Selected extract:
Oculus VR (MetaQuest) is the industry leading virtual reality platform for gaming and media experiences. Bringing immersive content to the next level with the excitement of social experiences from Meta.
Projects
Quest TV
Browsing
What to watch in VR from 2D to 3D
Role
Product Designer
Services
UX/UI Design
Information Architecture
After gaming, media was the highest use case for people who used Oculus VR. Quest TV is the 1st party platform for watching media content in VR. I lead design on the Media Discovery team, working to ensure the landing and browsing experience was engaging for new and existing users.
Decision Decisions
Choosing what to watch in VR and understanding the varying content types left much to be desired for the majority of users. We saw people watching media content but rarely returning with a 65% month over month churn rate.
Building Excitement
& Understanding
Our goal based on the user problems we received from our user research team was to ensure the right content was getting to the right users and that people had access to the breadth and depth of media in a way that feels informative. We measured success by the improvement of:

- Length of watch sessions
- Frequency of sessions
Building Towards a Goal
We scoped our work into 3 phases (Primary, Tecondary and Tertiary) working from the bottom up while still allowing for incremental discovery and improvements
Taxonomy & Systems
Collaborating between taxonomist, marketing, and user research we began developing clear category and informational systems. This led the way for a  clear structure for presenting information on our content cards and anywhere else in the UI ecosystem

Qualitative Success - Ability to log user behavior categorically enabled Machine Learning personalization efforts - Our programming teamwas able to create playlists that automatically consolidated content with similar categories, resulting in reduced shelves in browse from ~130 to ~40 (*avg scroll 7-10).

Product Impact
We saw average time spent watching media increase +1.8%
- We saw return visits to QuestTV increase  +2.2%
Personalizing the Experience
I worked closely with our programming team to build out a system that prioritized content based on where the user was in their journey. This helped avoid a one-size-fits all approach that was previously being used.
Results
In addition to launching personalized shelves we saw an overall monthly increase in retention by 2.2%
Immersive
Previews
Bringing full immersion into the decision making process
Role
Product Designer
Services
UX/UI Design
VR Prototyping
Regardless of the surface or platform deciding what to watch is a universal experience that can be frustrating. In virtual reality, media spanned multiple formats between 2D, 3D, 360 and multiple different areas between. Our team believed that the ability preview content and how it was done would help remove some of the frustration for the age old question "What should I watch?"
Jump in Jump Out
Choosing what to watch in VR was difficult to accomplish from a flat image. Most users had to go through the tedious task of starting an experience then exiting out after a few seconds if it was not great and repeating this over and over again.
Jump Between Realities
Our goal was to create a mechanism that allowed people to easily "scroll" through immersive content.
Results
We were able to define and patent a new ergonomic interaction model for VR media browsing.
Notification Preferences
Quest TV is the media platform for watching media content in VR.

Objective: According to the Quest TV case study, what month-over-month churn rate was observed among people watching media content?

Rows from a pointing dataset:
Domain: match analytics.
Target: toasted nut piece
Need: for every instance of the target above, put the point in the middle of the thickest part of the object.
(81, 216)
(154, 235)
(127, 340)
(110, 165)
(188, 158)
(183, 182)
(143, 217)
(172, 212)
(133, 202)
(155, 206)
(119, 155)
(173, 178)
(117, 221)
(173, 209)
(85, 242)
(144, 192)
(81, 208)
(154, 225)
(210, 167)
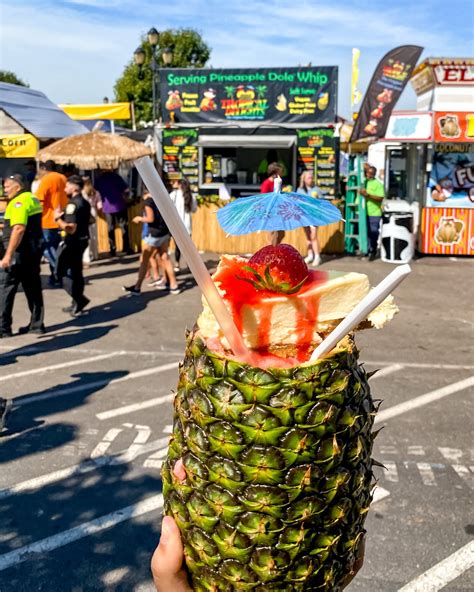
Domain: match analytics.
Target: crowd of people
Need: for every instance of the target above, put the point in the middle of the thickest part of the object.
(56, 223)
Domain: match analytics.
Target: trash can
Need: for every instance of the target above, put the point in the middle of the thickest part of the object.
(397, 237)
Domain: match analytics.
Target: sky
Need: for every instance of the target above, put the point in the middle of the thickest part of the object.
(74, 50)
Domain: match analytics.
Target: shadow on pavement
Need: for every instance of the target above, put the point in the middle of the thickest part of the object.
(115, 559)
(26, 419)
(123, 306)
(47, 343)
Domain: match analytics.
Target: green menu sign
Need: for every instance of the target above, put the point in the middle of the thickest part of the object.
(283, 95)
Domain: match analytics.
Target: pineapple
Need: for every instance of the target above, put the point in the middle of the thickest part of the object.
(279, 470)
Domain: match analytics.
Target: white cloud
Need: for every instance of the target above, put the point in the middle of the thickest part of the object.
(75, 51)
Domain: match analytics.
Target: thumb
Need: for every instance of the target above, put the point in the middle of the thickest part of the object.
(167, 564)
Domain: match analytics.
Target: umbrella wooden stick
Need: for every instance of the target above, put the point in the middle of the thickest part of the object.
(167, 209)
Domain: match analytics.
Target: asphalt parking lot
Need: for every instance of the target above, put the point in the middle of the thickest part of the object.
(80, 489)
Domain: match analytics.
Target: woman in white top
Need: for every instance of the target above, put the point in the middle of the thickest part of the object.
(308, 187)
(186, 205)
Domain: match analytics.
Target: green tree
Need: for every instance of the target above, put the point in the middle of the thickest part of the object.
(11, 77)
(189, 51)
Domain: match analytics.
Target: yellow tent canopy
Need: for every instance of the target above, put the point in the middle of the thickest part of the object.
(100, 111)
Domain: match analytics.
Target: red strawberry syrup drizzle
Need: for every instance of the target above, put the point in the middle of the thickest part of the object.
(239, 293)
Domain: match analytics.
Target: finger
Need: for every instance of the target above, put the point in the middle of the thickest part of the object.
(167, 564)
(179, 471)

Reply: A 65% month-over-month churn rate.